---- Supplied records

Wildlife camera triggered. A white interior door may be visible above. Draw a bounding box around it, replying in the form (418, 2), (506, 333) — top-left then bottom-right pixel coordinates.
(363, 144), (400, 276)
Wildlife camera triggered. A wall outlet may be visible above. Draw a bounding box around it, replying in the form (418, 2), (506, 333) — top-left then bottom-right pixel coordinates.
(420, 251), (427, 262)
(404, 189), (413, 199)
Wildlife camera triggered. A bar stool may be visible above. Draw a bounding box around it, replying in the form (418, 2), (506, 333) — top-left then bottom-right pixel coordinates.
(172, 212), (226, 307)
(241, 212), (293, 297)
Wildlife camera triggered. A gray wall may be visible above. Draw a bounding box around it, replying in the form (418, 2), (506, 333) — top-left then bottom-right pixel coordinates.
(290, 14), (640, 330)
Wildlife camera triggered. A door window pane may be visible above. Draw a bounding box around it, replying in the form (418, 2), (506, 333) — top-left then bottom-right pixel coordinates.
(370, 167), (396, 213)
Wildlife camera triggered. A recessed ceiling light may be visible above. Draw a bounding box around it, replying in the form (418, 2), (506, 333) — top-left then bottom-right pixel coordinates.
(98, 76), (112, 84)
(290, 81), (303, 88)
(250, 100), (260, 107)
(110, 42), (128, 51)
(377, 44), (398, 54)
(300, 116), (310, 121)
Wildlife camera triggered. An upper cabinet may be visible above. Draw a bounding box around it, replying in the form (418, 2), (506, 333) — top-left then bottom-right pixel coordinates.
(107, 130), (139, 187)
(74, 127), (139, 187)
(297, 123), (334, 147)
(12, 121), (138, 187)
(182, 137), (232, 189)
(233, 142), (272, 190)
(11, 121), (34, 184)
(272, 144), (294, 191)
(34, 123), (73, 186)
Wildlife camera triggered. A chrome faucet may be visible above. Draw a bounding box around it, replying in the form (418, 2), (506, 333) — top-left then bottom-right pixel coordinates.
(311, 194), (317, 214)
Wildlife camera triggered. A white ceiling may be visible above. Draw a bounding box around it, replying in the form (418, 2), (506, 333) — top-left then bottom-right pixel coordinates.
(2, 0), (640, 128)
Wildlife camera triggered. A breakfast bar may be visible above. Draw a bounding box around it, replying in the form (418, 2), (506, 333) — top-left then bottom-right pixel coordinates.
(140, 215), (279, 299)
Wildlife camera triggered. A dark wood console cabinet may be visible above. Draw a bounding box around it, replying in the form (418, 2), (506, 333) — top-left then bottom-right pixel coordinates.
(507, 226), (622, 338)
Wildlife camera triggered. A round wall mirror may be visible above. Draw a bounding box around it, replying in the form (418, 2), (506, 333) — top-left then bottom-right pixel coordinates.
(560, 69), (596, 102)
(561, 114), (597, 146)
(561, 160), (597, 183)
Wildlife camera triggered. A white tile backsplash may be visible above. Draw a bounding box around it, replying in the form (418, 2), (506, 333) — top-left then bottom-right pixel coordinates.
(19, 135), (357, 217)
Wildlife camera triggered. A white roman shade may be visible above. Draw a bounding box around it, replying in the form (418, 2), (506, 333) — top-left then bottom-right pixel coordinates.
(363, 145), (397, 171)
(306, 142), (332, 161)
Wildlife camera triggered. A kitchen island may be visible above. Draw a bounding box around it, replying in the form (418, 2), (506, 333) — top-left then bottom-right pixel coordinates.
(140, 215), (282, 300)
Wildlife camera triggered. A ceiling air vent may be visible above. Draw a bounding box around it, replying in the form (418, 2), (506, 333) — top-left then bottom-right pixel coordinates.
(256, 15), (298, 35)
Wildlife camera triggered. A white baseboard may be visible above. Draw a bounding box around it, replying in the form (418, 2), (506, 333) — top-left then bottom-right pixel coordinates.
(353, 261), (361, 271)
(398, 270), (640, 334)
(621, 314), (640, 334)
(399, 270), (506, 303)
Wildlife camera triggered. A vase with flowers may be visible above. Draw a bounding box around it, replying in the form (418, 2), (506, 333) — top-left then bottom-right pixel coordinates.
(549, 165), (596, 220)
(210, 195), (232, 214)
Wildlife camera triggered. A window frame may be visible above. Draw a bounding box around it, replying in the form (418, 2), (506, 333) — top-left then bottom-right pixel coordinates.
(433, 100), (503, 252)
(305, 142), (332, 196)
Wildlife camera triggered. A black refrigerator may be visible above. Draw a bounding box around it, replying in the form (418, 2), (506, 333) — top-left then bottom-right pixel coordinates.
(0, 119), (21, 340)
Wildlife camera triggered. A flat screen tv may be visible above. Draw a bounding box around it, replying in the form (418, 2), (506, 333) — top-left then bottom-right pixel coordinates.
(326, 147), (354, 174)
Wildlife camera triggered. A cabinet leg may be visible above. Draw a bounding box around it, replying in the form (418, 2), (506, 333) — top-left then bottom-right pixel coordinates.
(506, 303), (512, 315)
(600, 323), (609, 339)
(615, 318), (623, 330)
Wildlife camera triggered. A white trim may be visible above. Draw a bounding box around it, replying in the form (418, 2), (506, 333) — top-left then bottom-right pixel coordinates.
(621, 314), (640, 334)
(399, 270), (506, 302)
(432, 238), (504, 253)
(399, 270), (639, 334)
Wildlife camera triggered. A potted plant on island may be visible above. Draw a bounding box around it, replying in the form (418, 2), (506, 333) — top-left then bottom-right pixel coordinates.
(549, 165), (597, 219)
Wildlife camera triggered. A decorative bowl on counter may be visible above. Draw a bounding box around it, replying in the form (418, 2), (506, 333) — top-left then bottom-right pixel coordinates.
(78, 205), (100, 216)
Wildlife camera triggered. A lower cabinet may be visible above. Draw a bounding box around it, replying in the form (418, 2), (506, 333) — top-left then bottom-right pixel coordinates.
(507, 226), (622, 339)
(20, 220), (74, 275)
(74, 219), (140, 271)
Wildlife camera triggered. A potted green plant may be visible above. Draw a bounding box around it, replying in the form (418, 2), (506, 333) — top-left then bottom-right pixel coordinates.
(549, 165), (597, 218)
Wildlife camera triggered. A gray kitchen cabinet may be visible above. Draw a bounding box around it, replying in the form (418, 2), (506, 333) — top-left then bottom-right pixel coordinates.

--------

What is expected:
Return each line of the data exactly as written above.

Result:
Wildlife camera triggered. A white interior door may be visible above. Draw a bounding box around it, replying in the form (418, 2), (506, 333) — top-left then bottom-right pixel coordinates.
(363, 144), (400, 276)
Wildlife camera triggered. A wall outlet may be visible above. Draw a bounding box around it, replying in the form (418, 2), (506, 333) — top-left then bottom-right pixel coordinates.
(420, 251), (427, 262)
(404, 189), (413, 199)
Wildlife camera triggered. A bar stool may be visible above. Draw a bounding box around it, replying in the form (418, 2), (506, 333) — top-left then bottom-right pixel coordinates.
(172, 212), (226, 307)
(241, 212), (293, 297)
Wildlife camera triggered. A gray wall may be visible above. Draw a bounding box around it, replying in the form (418, 2), (506, 333) — top-left then bottom-right pixel coordinates.
(290, 14), (640, 330)
Wildlife camera triggered. A door window pane may be visible above. Draw a bounding box around it, replying in the form (418, 2), (506, 333) — top-left then bottom-right pixel coordinates.
(370, 167), (396, 213)
Wildlife camera triggered. A recessed ceiling light may be visible above. Draw a bounding box around it, replying in the form (418, 2), (506, 333) — top-left then bottom-right pixel coordinates.
(98, 76), (112, 84)
(290, 81), (303, 88)
(250, 100), (260, 107)
(110, 42), (128, 51)
(377, 44), (398, 54)
(300, 116), (310, 121)
Wildlife camera triggered. An upper cabinet may be visible above. Draw a bounding box around it, replying in the form (418, 2), (506, 333) — top-left then bottom-right pixel coordinates.
(107, 130), (139, 187)
(74, 127), (139, 187)
(297, 123), (334, 147)
(12, 121), (138, 187)
(182, 137), (232, 189)
(233, 142), (272, 190)
(11, 121), (34, 184)
(272, 144), (294, 191)
(34, 123), (73, 186)
Wildlife camera triggered. A chrome faucet may be visible above. Draw a bounding box around it, replying in the form (418, 2), (506, 333) — top-left then bottom-right pixel coordinates.
(311, 194), (317, 214)
Wildlife camera triggered. A white ceiling may be visible above. Draw a bounding box around it, replying in the form (418, 2), (506, 333) — top-left then bottom-right pixel coordinates.
(2, 0), (640, 128)
Wildlife camera triggered. A breakfast bar may be visible above. Draw a bounding box around it, replying in the form (418, 2), (506, 333) — top-left then bottom-right pixel coordinates.
(140, 215), (279, 299)
Wildlife camera triggered. A dark wood console cabinet may be visible above. Draw a bounding box around it, replying in the form (418, 2), (506, 333) — top-left then bottom-right pixel coordinates.
(507, 226), (622, 338)
Wildlife camera triggered. A round wall mirror may be visible above. Draw a bounding box around it, replying in the form (418, 2), (506, 333) — top-left then bottom-right pixel coordinates.
(560, 69), (596, 102)
(561, 114), (597, 146)
(561, 160), (597, 183)
Wildlife camera triggered. A white tile backsplash may be visible above. Draw a bounding box around it, replying in the form (418, 2), (506, 333) — top-left then bottom-right pixel coordinates.
(19, 135), (357, 217)
Wildlife camera triggered. A white roman shade may be visible above. Draw a bounding box around it, replying in the form (418, 2), (506, 333) — top-left then bottom-right pixel coordinates.
(363, 145), (397, 171)
(306, 142), (332, 161)
Wildlife camera triggered. A kitchen island may be visible above. Draw a bounding box around it, replying in the form (418, 2), (506, 333) — top-left then bottom-right pixel coordinates.
(140, 215), (282, 300)
Wildlife camera triggered. A ceiling air vent may be visible above. Draw a bounding box around it, replying in the form (418, 2), (506, 333) — top-left then bottom-right pixel coordinates.
(256, 15), (298, 35)
Wildlife camera triggered. A white baseboard may be visible above. Draw a bounding box around it, replying in the form (418, 2), (506, 333) — top-left then bottom-right pixel coordinates.
(353, 261), (361, 271)
(398, 270), (640, 334)
(621, 314), (640, 334)
(399, 270), (506, 303)
Wildlife camera triggered. A vase with flowers may be visible above. Draw a bounding box around it, replying in the form (418, 2), (506, 333) — top-left then bottom-right pixel coordinates.
(549, 165), (596, 220)
(210, 195), (232, 214)
Wildlife camera triggered. A window frame may be visible above. Draw a bounding box around it, replying in the form (418, 2), (506, 333) — top-left then bottom-right pixel coordinates.
(433, 100), (503, 252)
(305, 142), (332, 196)
Wildlife camera triggered. A black refrigerator may be visible above. Draw a bounding box around it, replying in the form (418, 2), (506, 333) — top-left then bottom-right pixel coordinates.
(0, 119), (21, 340)
Wildlife camera triggered. A flat screen tv may be visible above. Draw a bounding box around it, replying in the form (418, 2), (506, 333) — top-left then bottom-right pixel coordinates.
(326, 147), (354, 174)
Wildlife camera triggered. A cabinet leg may be visible above. Draw a bounding box around it, replying in the form (418, 2), (506, 333) — top-left then bottom-right pixel coordinates.
(506, 303), (512, 315)
(600, 323), (609, 339)
(615, 318), (623, 330)
Wildlife camera triggered. A white trim may be visible above. Draw a bounding box around it, replying in the form (418, 2), (506, 333) — top-left then bottom-right pixel coordinates.
(621, 314), (640, 334)
(399, 270), (506, 302)
(432, 238), (504, 253)
(399, 270), (639, 334)
Wildlife camera triggered. A potted plant on island may be visible above. Draw a bounding box around it, replying in the form (418, 2), (506, 333) — top-left then bottom-right pixel coordinates.
(549, 165), (597, 219)
Wildlife camera triggered. A decorative bowl on counter may be visible above. Draw a bounding box around it, replying in the form (418, 2), (506, 333) — top-left then bottom-right pixel coordinates.
(78, 205), (100, 216)
Wildlife camera triggered. A lower cabinet may be visible above. Draw a bounding box around it, replying in the form (418, 2), (506, 333) — top-left then bottom-right pixel coordinates.
(507, 226), (622, 339)
(20, 220), (74, 275)
(74, 219), (140, 271)
Wildlife camera triggered. A potted green plant may be visible above. Draw a bounding box around it, replying in the form (418, 2), (506, 333) — top-left then bottom-right pixel coordinates.
(549, 165), (597, 218)
Wildlife camera triggered. A gray kitchen cabinet may be visible above. Draw a bounding box around it, replying in the form (418, 2), (506, 333) — top-left then bottom-right pixel coordinates.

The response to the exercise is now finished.